● Aufgabenbeschreibung
Die Einträge beginnend mit der Zeile, die „Reviewer note. Confirm that each instance of the asphalt“ enthält, und endend mit der Zeile, die „<point>311,316</point>“ enthält, neu schreiben, dabei „asphalt road“ durch „gravel road“ ersetzen und alles Übrige unverändert lassen. Die Bilder in der Ausgabe weglassen.

Gespeicherte Dateneinträge:
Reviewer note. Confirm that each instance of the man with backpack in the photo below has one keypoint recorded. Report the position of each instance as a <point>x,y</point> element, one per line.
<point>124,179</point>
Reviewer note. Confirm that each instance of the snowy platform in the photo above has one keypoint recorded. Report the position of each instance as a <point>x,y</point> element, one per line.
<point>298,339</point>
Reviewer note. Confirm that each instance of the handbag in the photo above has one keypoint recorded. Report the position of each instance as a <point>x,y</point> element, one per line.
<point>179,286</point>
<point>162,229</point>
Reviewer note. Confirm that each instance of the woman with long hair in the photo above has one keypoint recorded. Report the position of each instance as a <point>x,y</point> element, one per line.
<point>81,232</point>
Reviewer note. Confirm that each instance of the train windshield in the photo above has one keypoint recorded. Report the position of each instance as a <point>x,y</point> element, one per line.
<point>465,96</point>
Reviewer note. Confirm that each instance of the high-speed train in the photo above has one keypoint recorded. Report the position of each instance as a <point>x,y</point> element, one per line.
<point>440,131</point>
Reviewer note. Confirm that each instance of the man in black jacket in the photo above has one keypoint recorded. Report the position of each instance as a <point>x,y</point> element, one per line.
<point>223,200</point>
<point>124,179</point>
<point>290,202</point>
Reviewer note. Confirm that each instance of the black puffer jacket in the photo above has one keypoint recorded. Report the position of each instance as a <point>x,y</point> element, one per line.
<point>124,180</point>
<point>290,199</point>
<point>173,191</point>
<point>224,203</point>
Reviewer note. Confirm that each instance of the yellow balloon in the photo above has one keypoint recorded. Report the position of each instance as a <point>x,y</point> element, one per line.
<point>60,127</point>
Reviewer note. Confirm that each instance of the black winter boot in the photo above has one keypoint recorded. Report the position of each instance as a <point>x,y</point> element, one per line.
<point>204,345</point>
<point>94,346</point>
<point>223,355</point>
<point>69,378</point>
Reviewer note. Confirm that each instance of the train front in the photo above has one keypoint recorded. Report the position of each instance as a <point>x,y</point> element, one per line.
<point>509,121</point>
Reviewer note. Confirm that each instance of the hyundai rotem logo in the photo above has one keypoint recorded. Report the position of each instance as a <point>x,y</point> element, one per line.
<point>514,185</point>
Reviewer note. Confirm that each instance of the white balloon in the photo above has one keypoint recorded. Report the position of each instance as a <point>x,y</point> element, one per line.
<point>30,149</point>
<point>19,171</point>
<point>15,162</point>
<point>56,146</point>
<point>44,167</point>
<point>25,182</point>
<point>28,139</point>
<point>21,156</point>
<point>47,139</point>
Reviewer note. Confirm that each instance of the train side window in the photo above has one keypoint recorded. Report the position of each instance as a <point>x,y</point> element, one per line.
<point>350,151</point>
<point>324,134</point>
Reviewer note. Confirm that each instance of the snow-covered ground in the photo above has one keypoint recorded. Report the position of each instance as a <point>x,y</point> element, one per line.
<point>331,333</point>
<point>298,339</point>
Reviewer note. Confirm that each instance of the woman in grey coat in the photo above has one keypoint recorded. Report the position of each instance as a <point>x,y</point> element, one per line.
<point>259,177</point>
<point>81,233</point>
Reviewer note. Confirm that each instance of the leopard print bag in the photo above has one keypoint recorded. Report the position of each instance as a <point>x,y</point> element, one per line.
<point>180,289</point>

* * *

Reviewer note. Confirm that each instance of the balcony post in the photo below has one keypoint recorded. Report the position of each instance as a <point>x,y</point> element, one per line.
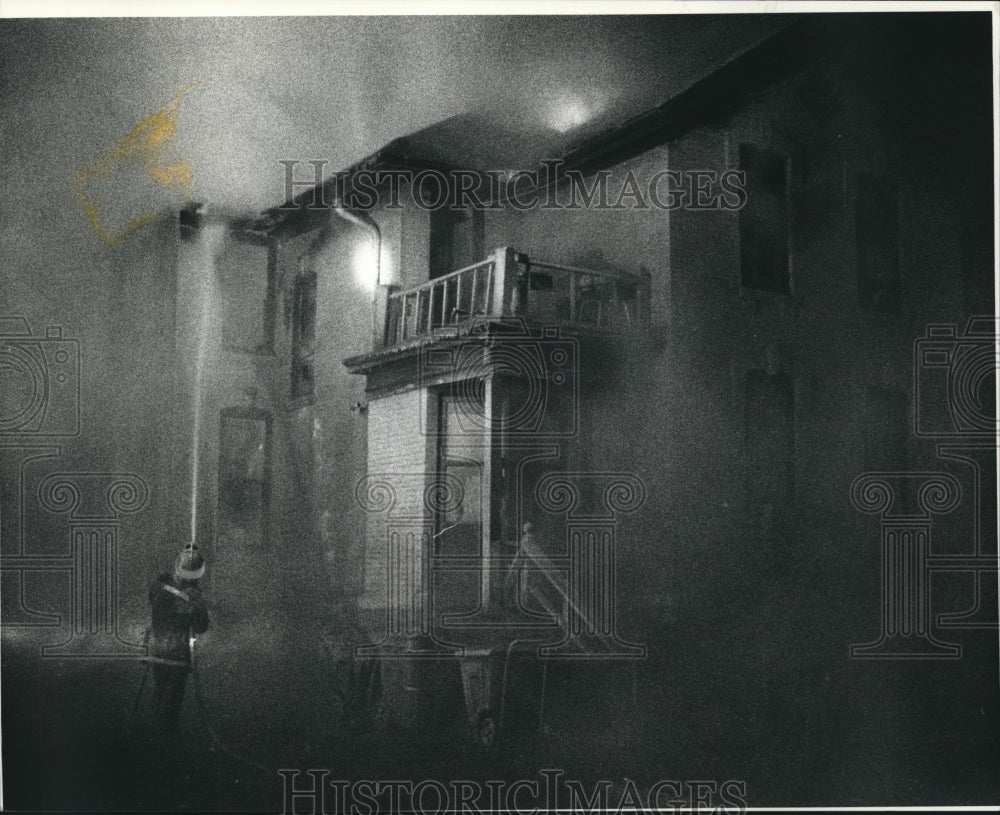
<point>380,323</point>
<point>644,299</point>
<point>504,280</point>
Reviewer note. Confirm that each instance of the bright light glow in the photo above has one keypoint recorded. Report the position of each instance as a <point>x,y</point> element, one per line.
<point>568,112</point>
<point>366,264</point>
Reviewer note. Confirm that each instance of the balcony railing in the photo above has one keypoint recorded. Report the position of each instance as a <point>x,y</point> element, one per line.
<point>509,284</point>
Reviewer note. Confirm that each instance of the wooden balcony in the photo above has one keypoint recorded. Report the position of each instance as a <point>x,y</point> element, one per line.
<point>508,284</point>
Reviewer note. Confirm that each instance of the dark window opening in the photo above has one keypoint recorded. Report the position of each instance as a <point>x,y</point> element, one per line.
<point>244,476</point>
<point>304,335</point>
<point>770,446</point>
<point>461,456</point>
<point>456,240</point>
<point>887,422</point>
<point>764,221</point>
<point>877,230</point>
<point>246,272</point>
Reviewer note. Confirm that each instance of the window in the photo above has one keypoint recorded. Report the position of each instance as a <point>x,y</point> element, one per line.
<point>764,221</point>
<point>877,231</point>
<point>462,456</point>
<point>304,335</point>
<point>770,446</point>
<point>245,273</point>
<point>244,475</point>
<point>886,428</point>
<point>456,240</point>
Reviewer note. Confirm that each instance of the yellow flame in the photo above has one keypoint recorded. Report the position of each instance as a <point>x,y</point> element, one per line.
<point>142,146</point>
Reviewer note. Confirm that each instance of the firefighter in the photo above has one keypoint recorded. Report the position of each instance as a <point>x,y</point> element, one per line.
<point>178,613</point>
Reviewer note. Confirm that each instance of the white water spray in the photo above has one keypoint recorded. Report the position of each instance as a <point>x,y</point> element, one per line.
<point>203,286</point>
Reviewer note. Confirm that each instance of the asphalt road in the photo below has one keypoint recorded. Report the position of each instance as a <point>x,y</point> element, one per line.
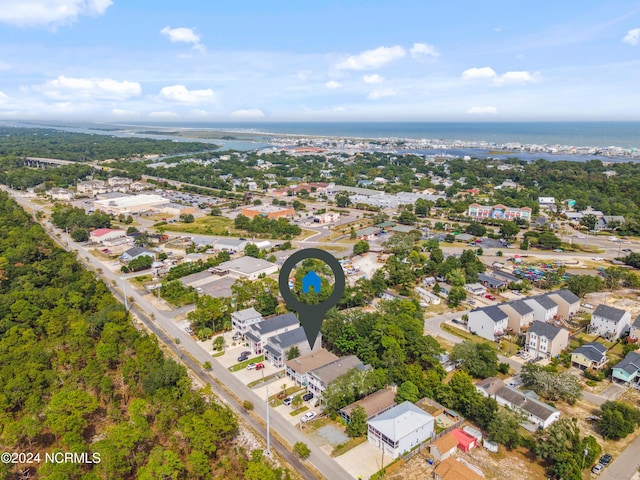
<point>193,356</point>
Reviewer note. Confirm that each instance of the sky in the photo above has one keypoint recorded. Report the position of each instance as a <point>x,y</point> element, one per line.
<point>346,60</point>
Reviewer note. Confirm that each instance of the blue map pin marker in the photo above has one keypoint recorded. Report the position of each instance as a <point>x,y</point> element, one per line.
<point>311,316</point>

● Ergebnis der Übung
Reviewer note. Confirm that each instance of the gravel road in the photo below has one keypoint recorded. Report the position of each instance as a <point>x,y</point> element, one per line.
<point>193,356</point>
Reviewer note. Confirm that each instance of the sky in the photo above has one keypoint recorded. Report the position of each instance as a <point>x,y</point> element, one per line.
<point>346,60</point>
Reviewer note. Confirm that each instance of the blue map pin marker in the photo above has one keypoint recorded. Report the position of each instance as a <point>x,y</point> element, one per line.
<point>311,316</point>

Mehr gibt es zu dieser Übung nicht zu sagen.